Problem to work on:
Copy the items below verbatim, from their very first line through the line that contains "(1204, 401)", with that line included.

Dataset excerpts:
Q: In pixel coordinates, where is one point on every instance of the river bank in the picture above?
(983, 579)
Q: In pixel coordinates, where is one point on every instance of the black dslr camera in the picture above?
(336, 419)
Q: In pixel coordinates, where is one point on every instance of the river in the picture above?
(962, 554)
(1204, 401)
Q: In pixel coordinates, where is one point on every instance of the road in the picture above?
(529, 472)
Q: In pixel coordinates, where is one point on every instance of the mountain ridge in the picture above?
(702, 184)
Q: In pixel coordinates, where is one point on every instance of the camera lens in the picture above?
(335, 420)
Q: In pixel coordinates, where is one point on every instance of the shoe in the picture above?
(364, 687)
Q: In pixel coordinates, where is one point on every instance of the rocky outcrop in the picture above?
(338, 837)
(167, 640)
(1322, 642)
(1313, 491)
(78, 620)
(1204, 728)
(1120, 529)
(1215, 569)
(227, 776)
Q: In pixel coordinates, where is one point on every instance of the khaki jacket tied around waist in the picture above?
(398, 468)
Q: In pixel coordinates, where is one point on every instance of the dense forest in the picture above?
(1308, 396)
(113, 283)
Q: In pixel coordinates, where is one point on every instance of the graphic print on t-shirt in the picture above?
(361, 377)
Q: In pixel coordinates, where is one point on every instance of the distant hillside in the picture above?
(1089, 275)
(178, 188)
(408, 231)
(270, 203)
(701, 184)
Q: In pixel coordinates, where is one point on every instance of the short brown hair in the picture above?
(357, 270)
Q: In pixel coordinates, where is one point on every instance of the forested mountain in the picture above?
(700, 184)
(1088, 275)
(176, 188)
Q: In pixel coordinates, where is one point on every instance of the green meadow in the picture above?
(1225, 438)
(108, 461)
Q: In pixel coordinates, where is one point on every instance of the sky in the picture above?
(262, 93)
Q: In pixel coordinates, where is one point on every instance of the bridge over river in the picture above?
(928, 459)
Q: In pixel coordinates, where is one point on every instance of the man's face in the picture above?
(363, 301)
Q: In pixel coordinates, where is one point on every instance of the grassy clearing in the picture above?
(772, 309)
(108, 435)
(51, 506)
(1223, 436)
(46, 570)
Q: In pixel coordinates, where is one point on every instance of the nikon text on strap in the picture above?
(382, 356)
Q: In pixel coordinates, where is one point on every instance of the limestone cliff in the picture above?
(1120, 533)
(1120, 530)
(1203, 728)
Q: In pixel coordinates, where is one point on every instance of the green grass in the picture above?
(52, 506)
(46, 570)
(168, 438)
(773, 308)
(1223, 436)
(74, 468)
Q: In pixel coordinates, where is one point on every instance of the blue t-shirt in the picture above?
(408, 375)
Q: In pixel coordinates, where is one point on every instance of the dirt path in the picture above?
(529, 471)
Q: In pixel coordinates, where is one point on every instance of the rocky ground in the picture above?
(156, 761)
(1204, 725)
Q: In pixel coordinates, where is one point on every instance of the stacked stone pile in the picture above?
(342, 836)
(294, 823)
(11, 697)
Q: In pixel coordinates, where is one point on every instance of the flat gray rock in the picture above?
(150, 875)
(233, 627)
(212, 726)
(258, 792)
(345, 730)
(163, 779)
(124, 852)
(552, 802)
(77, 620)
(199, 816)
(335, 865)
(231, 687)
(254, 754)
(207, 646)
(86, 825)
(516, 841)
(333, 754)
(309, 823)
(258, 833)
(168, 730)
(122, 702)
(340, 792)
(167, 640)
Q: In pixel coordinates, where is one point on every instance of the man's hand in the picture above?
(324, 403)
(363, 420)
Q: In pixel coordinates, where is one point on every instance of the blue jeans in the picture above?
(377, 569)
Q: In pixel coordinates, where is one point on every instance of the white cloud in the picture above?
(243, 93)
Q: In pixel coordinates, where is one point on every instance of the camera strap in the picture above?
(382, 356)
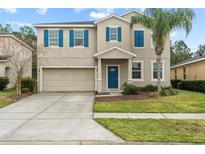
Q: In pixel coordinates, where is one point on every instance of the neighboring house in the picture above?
(97, 55)
(11, 55)
(192, 69)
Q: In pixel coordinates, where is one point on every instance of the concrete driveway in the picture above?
(53, 118)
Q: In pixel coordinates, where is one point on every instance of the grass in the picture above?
(184, 102)
(4, 101)
(152, 130)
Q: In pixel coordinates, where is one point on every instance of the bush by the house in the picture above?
(4, 81)
(149, 88)
(25, 90)
(193, 85)
(168, 91)
(28, 83)
(130, 89)
(175, 83)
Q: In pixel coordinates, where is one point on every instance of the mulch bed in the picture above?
(18, 97)
(142, 95)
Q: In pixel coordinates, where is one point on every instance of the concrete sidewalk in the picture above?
(150, 115)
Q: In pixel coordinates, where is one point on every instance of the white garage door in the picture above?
(75, 79)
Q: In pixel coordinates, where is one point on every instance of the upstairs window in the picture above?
(175, 74)
(53, 37)
(139, 38)
(79, 37)
(154, 71)
(137, 70)
(184, 73)
(113, 34)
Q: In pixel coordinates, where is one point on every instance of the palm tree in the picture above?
(161, 22)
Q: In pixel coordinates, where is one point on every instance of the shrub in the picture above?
(25, 90)
(154, 94)
(193, 85)
(149, 88)
(175, 83)
(29, 83)
(168, 91)
(4, 81)
(130, 89)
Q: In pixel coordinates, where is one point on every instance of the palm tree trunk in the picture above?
(158, 73)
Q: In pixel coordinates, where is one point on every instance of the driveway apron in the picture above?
(53, 117)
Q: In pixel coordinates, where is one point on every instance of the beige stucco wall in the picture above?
(147, 54)
(194, 71)
(67, 56)
(101, 34)
(12, 47)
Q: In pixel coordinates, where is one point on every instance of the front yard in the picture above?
(184, 102)
(9, 96)
(152, 130)
(4, 97)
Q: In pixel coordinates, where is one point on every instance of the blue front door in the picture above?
(112, 77)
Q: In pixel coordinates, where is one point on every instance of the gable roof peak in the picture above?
(135, 11)
(111, 16)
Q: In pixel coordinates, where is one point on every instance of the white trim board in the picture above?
(190, 62)
(111, 16)
(127, 52)
(60, 26)
(163, 70)
(18, 40)
(132, 11)
(107, 89)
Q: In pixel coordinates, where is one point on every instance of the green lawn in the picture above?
(4, 101)
(152, 130)
(184, 102)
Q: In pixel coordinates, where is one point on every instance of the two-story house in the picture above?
(97, 55)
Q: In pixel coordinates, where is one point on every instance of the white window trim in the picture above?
(52, 46)
(80, 46)
(151, 41)
(142, 70)
(138, 29)
(163, 70)
(113, 41)
(108, 89)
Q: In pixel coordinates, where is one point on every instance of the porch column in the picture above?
(129, 70)
(99, 75)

Result of the task:
Q: In pixel coordinates, where is one point on every instance of the river bank in the picture above?
(983, 579)
Q: In pixel coordinates, where is one point on every instance of the black dslr camera in the picture above?
(336, 419)
Q: In pixel coordinates, where is one point on every instance of the river in the picture above?
(962, 554)
(1204, 401)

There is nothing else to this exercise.